The task: Please repeat the data exactly, leaving nothing out.
━━━━━━━━
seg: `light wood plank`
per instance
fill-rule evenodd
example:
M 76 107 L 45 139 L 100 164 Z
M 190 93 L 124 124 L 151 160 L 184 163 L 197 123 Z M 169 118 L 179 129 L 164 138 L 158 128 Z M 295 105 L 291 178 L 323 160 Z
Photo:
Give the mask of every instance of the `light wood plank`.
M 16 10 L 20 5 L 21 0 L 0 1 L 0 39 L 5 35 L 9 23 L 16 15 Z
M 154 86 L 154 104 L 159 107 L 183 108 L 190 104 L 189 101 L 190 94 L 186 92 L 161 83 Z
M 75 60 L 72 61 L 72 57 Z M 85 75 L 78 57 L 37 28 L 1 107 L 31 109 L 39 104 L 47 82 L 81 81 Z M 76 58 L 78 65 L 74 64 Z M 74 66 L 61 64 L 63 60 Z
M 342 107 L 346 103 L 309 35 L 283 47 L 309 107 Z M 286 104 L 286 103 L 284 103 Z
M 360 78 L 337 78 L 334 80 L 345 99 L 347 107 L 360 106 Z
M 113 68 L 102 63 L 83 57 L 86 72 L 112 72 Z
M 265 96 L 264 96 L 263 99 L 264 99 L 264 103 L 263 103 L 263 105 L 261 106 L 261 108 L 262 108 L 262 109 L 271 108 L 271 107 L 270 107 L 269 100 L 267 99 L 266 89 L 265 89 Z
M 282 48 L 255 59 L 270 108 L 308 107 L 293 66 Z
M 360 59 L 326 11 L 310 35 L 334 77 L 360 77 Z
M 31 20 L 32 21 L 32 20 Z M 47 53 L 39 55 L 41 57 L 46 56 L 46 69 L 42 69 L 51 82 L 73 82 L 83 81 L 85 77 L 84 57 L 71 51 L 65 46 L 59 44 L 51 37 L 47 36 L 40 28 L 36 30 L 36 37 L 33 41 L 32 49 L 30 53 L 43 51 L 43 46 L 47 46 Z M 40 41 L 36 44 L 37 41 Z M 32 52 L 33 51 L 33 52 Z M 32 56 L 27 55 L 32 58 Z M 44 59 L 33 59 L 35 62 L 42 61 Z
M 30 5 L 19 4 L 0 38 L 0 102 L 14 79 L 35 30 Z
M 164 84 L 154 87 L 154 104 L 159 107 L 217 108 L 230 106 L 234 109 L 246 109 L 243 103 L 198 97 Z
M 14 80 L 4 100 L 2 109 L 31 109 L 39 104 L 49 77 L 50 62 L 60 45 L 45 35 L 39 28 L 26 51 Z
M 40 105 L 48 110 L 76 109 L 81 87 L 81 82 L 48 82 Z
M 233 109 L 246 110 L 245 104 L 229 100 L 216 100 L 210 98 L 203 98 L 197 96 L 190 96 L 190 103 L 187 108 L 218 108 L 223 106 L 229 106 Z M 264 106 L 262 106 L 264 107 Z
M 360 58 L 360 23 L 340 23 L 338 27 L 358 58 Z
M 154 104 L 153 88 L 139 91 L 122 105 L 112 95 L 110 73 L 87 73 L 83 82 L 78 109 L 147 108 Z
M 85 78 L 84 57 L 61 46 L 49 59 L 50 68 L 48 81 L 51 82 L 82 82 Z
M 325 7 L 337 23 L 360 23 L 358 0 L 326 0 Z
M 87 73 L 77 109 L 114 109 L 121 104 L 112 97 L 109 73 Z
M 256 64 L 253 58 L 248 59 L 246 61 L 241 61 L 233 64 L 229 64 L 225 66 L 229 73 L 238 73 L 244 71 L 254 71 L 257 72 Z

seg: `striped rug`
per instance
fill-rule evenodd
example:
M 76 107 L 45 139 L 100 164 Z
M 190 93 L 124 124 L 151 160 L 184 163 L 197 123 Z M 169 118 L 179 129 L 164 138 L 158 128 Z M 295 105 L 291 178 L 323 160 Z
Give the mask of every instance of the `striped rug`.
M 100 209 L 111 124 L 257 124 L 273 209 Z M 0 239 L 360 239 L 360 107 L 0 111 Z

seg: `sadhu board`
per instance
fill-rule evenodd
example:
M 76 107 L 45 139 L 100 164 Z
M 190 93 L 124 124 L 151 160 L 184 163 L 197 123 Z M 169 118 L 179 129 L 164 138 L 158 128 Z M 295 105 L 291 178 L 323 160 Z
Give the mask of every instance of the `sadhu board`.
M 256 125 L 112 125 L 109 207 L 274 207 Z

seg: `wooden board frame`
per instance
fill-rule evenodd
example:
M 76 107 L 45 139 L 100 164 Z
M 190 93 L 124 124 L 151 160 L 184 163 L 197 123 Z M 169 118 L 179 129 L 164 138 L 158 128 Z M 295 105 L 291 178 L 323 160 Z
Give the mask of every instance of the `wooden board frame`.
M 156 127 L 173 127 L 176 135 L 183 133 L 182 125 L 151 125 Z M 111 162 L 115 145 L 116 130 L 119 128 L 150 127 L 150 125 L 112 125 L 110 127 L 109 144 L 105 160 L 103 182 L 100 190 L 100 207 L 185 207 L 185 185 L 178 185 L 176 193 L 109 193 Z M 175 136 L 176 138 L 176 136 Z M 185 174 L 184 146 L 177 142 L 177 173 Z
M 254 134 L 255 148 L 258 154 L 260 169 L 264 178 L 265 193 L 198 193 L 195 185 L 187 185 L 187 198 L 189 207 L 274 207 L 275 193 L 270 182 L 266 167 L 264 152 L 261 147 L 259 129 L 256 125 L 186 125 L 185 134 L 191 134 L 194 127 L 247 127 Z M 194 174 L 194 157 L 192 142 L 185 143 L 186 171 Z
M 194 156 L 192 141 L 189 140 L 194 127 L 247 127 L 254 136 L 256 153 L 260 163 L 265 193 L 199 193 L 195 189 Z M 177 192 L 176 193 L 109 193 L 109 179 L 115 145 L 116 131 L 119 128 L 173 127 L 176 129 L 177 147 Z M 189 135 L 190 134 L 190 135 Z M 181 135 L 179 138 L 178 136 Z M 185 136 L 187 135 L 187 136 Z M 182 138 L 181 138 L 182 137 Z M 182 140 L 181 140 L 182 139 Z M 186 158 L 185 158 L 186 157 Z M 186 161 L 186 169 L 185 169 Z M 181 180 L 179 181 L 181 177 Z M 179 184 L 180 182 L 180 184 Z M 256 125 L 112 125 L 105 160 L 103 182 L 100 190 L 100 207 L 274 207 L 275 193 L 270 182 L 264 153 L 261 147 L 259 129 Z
━━━━━━━━
Answer area:
seg: `light wood plank`
per instance
fill-rule evenodd
example:
M 76 107 L 45 139 L 100 164 Z
M 190 93 L 124 124 L 151 160 L 184 163 L 197 123 Z M 169 118 L 179 129 L 164 138 L 158 128 Z M 295 105 L 291 178 L 323 160 Z
Photo:
Give the mask of every instance of the `light wood plank`.
M 16 10 L 20 5 L 21 0 L 0 1 L 0 39 L 5 35 L 9 23 L 16 15 Z
M 154 86 L 154 104 L 159 107 L 183 108 L 190 104 L 189 101 L 190 94 L 186 92 L 161 83 Z
M 75 60 L 72 61 L 72 57 Z M 85 75 L 78 57 L 37 28 L 1 107 L 31 109 L 39 104 L 47 82 L 81 81 Z M 76 58 L 78 65 L 74 64 Z M 74 66 L 61 64 L 63 60 Z
M 342 107 L 346 103 L 309 35 L 283 47 L 309 107 Z M 286 104 L 286 103 L 284 103 Z
M 360 78 L 337 78 L 334 80 L 345 99 L 347 107 L 360 106 Z
M 113 68 L 102 63 L 83 57 L 86 72 L 112 72 Z
M 265 96 L 264 96 L 263 99 L 264 99 L 264 103 L 263 103 L 263 105 L 261 106 L 261 108 L 262 108 L 262 109 L 271 108 L 271 107 L 270 107 L 269 100 L 267 99 L 266 89 L 265 89 Z
M 282 48 L 255 59 L 270 108 L 308 107 L 293 66 Z
M 360 59 L 326 11 L 310 35 L 334 77 L 360 77 Z
M 31 20 L 32 21 L 32 20 Z M 47 53 L 39 55 L 41 57 L 46 56 L 46 69 L 42 69 L 51 82 L 73 82 L 83 81 L 85 77 L 84 57 L 71 51 L 65 46 L 59 44 L 51 37 L 47 36 L 40 28 L 36 30 L 36 37 L 33 41 L 32 49 L 30 53 L 43 51 L 43 46 L 47 46 Z M 40 41 L 36 44 L 37 41 Z M 32 52 L 33 51 L 33 52 Z M 32 56 L 27 55 L 32 58 Z M 44 59 L 33 59 L 35 62 L 42 61 Z
M 30 5 L 19 4 L 0 38 L 0 102 L 14 79 L 35 30 Z
M 164 84 L 154 87 L 154 104 L 159 107 L 217 108 L 230 106 L 234 109 L 246 109 L 243 103 L 198 97 Z
M 14 80 L 4 100 L 2 109 L 31 109 L 39 104 L 49 77 L 50 62 L 60 45 L 45 35 L 39 28 L 26 51 Z
M 40 105 L 48 110 L 76 109 L 81 87 L 81 82 L 48 82 Z
M 233 109 L 246 110 L 245 104 L 229 100 L 216 100 L 210 98 L 203 98 L 197 96 L 190 96 L 190 103 L 187 108 L 218 108 L 223 106 L 229 106 Z M 264 106 L 262 106 L 264 107 Z
M 360 58 L 360 23 L 340 23 L 338 27 L 358 58 Z
M 154 104 L 153 88 L 139 91 L 122 105 L 112 95 L 110 73 L 87 73 L 83 82 L 78 109 L 147 108 Z
M 85 78 L 84 57 L 61 46 L 49 59 L 50 68 L 48 81 L 51 82 L 82 82 Z
M 325 7 L 337 23 L 360 23 L 358 0 L 326 0 Z
M 87 73 L 77 109 L 114 109 L 121 104 L 112 97 L 109 73 Z
M 256 64 L 253 58 L 248 59 L 246 61 L 241 61 L 233 64 L 229 64 L 225 66 L 229 73 L 238 73 L 244 71 L 254 71 L 257 72 Z

seg: `striped rug`
per instance
fill-rule evenodd
example:
M 76 107 L 45 139 L 100 164 Z
M 190 93 L 124 124 L 151 160 L 184 163 L 197 123 Z M 169 118 L 179 129 L 164 138 L 158 128 Z M 295 105 L 291 178 L 323 160 Z
Give the mask of every instance of the `striped rug`.
M 100 209 L 111 124 L 257 124 L 273 209 Z M 0 239 L 360 239 L 360 107 L 0 111 Z

seg: `sadhu board`
per instance
fill-rule evenodd
example:
M 76 107 L 45 139 L 100 164 Z
M 190 93 L 124 124 L 151 160 L 184 163 L 197 123 Z M 169 118 L 179 129 L 164 138 L 158 128 Z M 295 105 L 291 178 L 323 160 Z
Give the mask of every instance of the `sadhu board`.
M 256 125 L 112 125 L 109 207 L 274 207 Z

seg: `wooden board frame`
per instance
fill-rule evenodd
example:
M 76 107 L 45 139 L 100 164 Z
M 190 93 L 124 124 L 151 160 L 184 163 L 197 123 Z M 169 118 L 179 129 L 164 138 L 158 128 Z M 295 105 L 291 178 L 323 160 Z
Give the mask of every instance of the `wooden board frame`.
M 156 127 L 173 127 L 176 135 L 183 133 L 182 125 L 151 125 Z M 111 162 L 115 145 L 116 130 L 119 128 L 150 127 L 150 125 L 112 125 L 110 127 L 109 144 L 105 160 L 103 182 L 100 190 L 100 207 L 185 207 L 185 185 L 178 185 L 176 193 L 109 193 Z M 175 136 L 176 138 L 176 136 Z M 185 174 L 184 146 L 177 142 L 177 173 Z
M 254 134 L 255 148 L 258 154 L 260 169 L 264 178 L 265 193 L 198 193 L 195 185 L 187 185 L 187 198 L 189 207 L 274 207 L 275 193 L 270 182 L 266 167 L 264 152 L 261 147 L 259 129 L 256 125 L 186 125 L 185 134 L 191 134 L 194 127 L 247 127 Z M 194 174 L 194 157 L 192 142 L 185 143 L 186 171 Z
M 194 156 L 192 141 L 189 140 L 194 127 L 247 127 L 254 136 L 256 153 L 260 163 L 265 193 L 199 193 L 195 189 Z M 177 192 L 176 193 L 109 193 L 109 179 L 115 145 L 116 131 L 119 128 L 173 127 L 176 129 L 177 147 Z M 189 135 L 190 134 L 190 135 Z M 181 135 L 179 138 L 178 136 Z M 185 136 L 187 135 L 187 136 Z M 182 138 L 181 138 L 182 137 Z M 182 140 L 181 140 L 182 139 Z M 186 158 L 185 158 L 186 157 Z M 186 161 L 186 169 L 185 169 Z M 181 180 L 179 181 L 181 177 Z M 179 184 L 180 182 L 180 184 Z M 256 125 L 112 125 L 105 160 L 103 182 L 100 190 L 100 207 L 274 207 L 275 193 L 270 182 L 264 153 L 261 147 L 259 129 Z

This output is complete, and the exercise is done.